_Work order_
The entries below should be output exactly as written.

_Available data_
· · ·

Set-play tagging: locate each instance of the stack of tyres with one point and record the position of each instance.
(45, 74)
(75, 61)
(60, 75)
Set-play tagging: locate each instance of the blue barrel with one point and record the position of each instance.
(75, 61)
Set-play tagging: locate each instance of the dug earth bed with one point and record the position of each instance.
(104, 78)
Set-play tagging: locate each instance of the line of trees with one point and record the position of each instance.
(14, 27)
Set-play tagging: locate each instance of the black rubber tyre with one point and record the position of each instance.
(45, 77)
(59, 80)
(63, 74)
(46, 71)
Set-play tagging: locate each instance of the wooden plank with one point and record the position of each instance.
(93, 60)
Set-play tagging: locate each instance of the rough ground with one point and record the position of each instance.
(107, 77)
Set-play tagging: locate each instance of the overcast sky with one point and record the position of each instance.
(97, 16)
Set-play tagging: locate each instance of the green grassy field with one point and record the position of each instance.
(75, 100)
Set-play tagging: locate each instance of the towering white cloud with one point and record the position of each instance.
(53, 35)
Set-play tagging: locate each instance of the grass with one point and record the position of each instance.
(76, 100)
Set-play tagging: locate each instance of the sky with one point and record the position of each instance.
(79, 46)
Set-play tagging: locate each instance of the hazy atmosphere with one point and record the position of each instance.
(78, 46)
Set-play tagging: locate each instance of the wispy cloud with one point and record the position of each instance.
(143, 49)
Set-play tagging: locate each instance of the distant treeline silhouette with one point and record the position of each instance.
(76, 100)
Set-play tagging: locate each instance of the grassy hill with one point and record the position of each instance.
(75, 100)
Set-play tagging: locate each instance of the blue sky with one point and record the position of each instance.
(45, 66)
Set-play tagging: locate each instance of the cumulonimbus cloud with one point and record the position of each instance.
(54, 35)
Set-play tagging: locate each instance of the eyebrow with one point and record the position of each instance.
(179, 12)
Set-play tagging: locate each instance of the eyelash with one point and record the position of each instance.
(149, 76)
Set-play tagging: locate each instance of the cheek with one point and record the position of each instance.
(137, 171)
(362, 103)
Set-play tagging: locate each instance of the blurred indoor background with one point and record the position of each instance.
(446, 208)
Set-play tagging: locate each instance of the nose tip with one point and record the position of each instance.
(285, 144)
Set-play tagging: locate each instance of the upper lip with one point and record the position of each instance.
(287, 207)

· · ·

_Output of the exercise_
Set-play tagging: locate each instance of the stack of tyres with one point and record the position of each instance.
(45, 74)
(75, 61)
(60, 75)
Set-play tagging: locate each instance of the blue barrel with one point and record the position of each instance.
(75, 61)
Set-play tagging: locate each instance of the dug earth bed with one point and record the position of each instance.
(104, 78)
Set-play tagging: locate each instance of the line of trees with one point and record the position of each instance.
(14, 27)
Set-play tagging: locate each instance of the black rubber tyre with one point and record the position of each instance.
(45, 77)
(59, 80)
(63, 74)
(46, 71)
Set-play tagging: locate each instance of the wooden plank with one point and record the position of each instance.
(93, 60)
Set-play tagging: locate each instance of the rough ground with one point and record the position of each instance.
(107, 77)
Set-play tagging: locate each instance of the overcast sky with one point and record the position of each instance.
(97, 16)
Set-play tagging: locate each instance of the green grassy field with one point and record the position of each instance.
(75, 100)
Set-play tagging: locate each instance of the towering white cloud with one point and record the position of each instance.
(53, 35)
Set-play tagging: locate each instance of the grass with one point and record the position of each instance.
(76, 100)
Set-play tagging: locate each instance of the sky with one point and record the position of each instance.
(79, 46)
Set-play tagging: locate each instance of the hazy atmosphere with one point and record the position of each instance.
(78, 46)
Set-play tagging: locate each instance of the wispy cloud with one point and record the position of each instance.
(143, 49)
Set-play tagging: locate each instance of the distant treeline silhouette with one point and record the position of each instance.
(76, 100)
Set-play tagging: locate each instance of the grassy hill with one point and record the position of each instance.
(75, 100)
Set-play tagging: locate each instance of the blue sky with one point and record the position of each instance.
(45, 66)
Set-play tagging: locate each instance of the cumulonimbus cloud with one point and record the position of each instance.
(54, 35)
Set-play tagging: locate each instance of the eyebrow with one point and record the position of each instance.
(179, 12)
Set-play tagging: locate each instance of the eyelash with one point and record the position of each instance.
(149, 76)
Set-play tagging: locate each instance of the cheek with one point and record the position of each instance.
(137, 171)
(362, 103)
Set-play tagging: locate each instance of the blurred indoor background with one point and record the position of each instance.
(446, 208)
Set-play tagging: locate each instance of the nose tip with one point and record the position of each instance.
(285, 144)
Set-play tagging: locate each instance of the upper lip with one point and record the position of each instance.
(287, 207)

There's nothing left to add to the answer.